> **WHAT IS EXPECTED**
Copy the part of the listing that opens with its first line and closes with the line containing "x=165 y=166", swapping "gets one dot" for "receives one point" and changing nothing else. Omit the pictures.

######

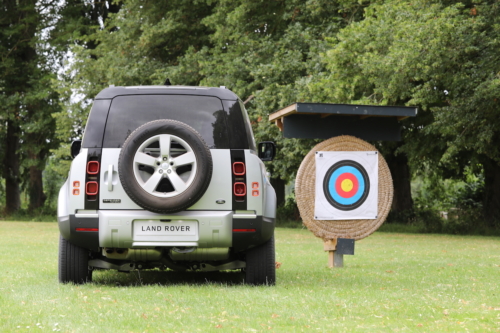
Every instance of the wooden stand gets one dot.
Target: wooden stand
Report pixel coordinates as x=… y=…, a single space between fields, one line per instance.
x=335 y=259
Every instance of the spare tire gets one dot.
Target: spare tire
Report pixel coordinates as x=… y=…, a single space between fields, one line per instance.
x=165 y=166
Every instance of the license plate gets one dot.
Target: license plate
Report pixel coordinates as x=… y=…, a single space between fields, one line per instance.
x=174 y=228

######

> **WRITTEN ANSWER**
Every instance of the wooden stand receives one point.
Target: wooden stand
Report pixel coordinates as x=… y=…, a single space between fields, one line per instance.
x=335 y=259
Every instance of the spare tire receives one point.
Target: spare tire
Report pixel coordinates as x=… y=…, a single space between fields, one line per instance.
x=165 y=166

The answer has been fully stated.